▶ **READING PASSAGE**:
▼

2-cents on “ Playing with FHIR” recommendations

Ryan M Harrison
3 min readOct 28, 2021
Apocalyptic imagery. Fire swept background. A girl with a a gas mask holding a red balloon in the foreground.
Excerpted from front-page of report.

Not “Playing with FIRE.” Not “Playing with FIRE.” This is “Playing with FHIR: Hacking and Securing FHIR APIs.”

Now, I know I’m playing right into the sponsoring company’s hands by further promoting their content marketing / inbound marketing material, but I just cannot help myself.

Grahame Grieve, John Moehrke and Keith Boone have weighed in better than I ever could.

The TL;DR from Moehrke

The things that Alissa found were very remedial cyber security issues.

My two issues with the report

  1. The mixing of technical (academic) white paper, blog post and inbound marketing undermines the credibility of the work.
  2. Some of the recommendations are well intentioned; but, because of the particular politics of large enterprises subject to the ONC Final Rule (EHR vendors) and CMS Final Rule (payers, state medicaid agencies), could be used to circumvent information blocking rules.

Well-intentioned recommendations that are too broad

Require that FHIR app developers and data aggregators perform regular penetration testing that includes static and dynamic code analysis of their apps before connecting into production EHR systems.

Likely too broad.

  • Example of excessive use case: I, the patient, want to connect a script to pull my own data.
  • Example of where this might make sense: An aggregator used by 100k people

Clarify that the Security Exception to the Information Blocking Rule allows EHR vendors to require specific controls be implemented by any system that connects to their APIs.

Reasonable intent, but too easily abused. This would allows EHRs carte blanche to disallow connections based on any (potentially arbitrary) control they impose. This would end-run around 5 years of ONC work crafting the information blocking rule.

Regulatory bodies, standards authors, and health IT developers should focus on ensuring these APIs are securely developed and implemented. Right now, the focus is nearly 100% on near-free access to the data.

The first sentence is fine; the second is demonstrably false. ONC, CMS (and HHS OCR when they publish their final rule) are balancing the right of access with privacy/security, within the constraints of their regulatory authority and APA (Administrative Procedures Act). They are coordinating so there aren’t major holes (e.g. ONC and CMS rules came out same day). Overall, they’re doing as well as can be expected.

▲

▶ **PROBLEM 1**: Reproduce the part of the post on the FHIR security report from "The TL;DR from" up to and including "of the work.".
▶ **PROBLEM 2**: Name every person mentioned in the post on the FHIR security report.

(Saved data entries)

▼

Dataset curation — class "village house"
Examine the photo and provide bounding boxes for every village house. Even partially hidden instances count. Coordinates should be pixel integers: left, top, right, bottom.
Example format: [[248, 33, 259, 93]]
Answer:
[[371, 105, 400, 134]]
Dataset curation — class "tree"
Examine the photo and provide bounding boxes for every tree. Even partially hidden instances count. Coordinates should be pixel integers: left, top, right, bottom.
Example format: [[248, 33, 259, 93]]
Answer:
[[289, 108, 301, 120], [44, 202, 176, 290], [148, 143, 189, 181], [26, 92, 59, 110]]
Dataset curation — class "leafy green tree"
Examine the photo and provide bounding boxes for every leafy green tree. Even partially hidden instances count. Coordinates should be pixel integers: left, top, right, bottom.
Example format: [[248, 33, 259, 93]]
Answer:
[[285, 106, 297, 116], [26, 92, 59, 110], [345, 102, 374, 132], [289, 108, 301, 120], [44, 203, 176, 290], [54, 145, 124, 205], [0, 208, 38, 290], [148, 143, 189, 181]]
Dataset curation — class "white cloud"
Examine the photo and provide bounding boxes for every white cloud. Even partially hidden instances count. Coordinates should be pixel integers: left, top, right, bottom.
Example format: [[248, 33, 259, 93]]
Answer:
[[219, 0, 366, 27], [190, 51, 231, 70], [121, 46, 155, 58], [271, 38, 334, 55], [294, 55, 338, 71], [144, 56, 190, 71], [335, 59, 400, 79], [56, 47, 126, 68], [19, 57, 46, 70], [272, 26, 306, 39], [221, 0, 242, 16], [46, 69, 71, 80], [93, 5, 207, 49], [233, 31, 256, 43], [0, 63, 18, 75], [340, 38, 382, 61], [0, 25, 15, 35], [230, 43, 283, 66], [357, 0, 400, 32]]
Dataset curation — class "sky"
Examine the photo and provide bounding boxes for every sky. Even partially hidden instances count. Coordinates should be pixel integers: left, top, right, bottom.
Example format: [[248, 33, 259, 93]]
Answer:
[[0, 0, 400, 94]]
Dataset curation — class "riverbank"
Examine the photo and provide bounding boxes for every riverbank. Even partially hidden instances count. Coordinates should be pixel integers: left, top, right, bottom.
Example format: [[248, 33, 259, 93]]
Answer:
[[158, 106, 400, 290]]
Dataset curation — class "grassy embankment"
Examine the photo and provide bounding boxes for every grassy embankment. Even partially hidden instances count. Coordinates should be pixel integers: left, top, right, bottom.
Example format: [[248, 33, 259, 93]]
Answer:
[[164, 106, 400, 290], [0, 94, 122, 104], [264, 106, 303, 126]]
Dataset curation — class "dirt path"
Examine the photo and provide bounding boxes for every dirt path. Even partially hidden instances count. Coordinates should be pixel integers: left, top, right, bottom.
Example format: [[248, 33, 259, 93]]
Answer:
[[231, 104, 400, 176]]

▲

▶ **ANSWER BOX 1**:
The TL;DR from Moehrke

The things that Alissa found were very remedial cyber security issues.

My two issues with the report

  1. The mixing of technical (academic) white paper, blog post and inbound marketing undermines the credibility of the work.

▶ **ANSWER BOX 2**:
Ryan M Harrison
Grahame Grieve
John Moehrke
Keith Boone
Alissa